(Saved data entries)
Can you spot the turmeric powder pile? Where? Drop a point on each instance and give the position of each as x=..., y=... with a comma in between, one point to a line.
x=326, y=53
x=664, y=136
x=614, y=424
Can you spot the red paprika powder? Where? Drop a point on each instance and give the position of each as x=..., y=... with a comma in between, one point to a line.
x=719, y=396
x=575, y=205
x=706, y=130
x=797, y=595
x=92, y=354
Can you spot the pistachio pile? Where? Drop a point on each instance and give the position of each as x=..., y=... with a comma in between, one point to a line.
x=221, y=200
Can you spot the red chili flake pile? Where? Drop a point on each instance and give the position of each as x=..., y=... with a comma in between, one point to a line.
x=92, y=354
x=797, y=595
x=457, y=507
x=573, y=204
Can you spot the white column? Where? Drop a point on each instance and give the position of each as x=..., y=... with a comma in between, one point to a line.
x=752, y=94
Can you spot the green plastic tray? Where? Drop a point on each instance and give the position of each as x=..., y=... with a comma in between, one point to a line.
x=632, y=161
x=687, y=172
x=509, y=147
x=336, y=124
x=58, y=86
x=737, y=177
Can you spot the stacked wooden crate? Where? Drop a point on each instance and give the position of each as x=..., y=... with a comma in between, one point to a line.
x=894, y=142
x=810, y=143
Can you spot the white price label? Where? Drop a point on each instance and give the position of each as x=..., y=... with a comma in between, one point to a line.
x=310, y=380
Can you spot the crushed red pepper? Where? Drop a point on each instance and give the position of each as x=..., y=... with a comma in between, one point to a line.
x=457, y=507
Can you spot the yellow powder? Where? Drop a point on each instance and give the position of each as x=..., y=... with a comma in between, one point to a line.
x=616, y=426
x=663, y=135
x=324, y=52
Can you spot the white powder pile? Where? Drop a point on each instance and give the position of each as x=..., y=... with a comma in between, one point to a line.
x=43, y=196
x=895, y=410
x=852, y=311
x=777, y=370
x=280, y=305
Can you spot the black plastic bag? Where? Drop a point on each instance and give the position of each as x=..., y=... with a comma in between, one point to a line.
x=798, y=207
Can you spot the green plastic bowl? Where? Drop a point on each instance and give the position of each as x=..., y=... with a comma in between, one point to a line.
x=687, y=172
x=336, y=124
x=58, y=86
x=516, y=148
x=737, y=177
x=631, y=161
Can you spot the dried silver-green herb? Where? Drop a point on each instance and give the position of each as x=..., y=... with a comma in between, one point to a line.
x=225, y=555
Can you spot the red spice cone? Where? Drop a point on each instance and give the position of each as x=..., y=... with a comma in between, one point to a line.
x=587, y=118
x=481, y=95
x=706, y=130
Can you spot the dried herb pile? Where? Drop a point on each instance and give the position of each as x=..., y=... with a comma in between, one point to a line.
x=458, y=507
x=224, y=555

- Assignment: Your answer must be the line with "Can you spot the red spice" and all lines after it through the final line of the entries, copied exactly and with nothing added.

- Solution to this problem:
Can you spot the red spice cone? Where? Drop a point on each instance and give the position of each as x=..., y=... with a comma in between, one point to a line.
x=587, y=118
x=481, y=95
x=706, y=130
Can you spot the dried herb pile? Where? Drop a point on each instance and give the position of each as x=..., y=... with a comma in between, one point to a line.
x=458, y=507
x=224, y=555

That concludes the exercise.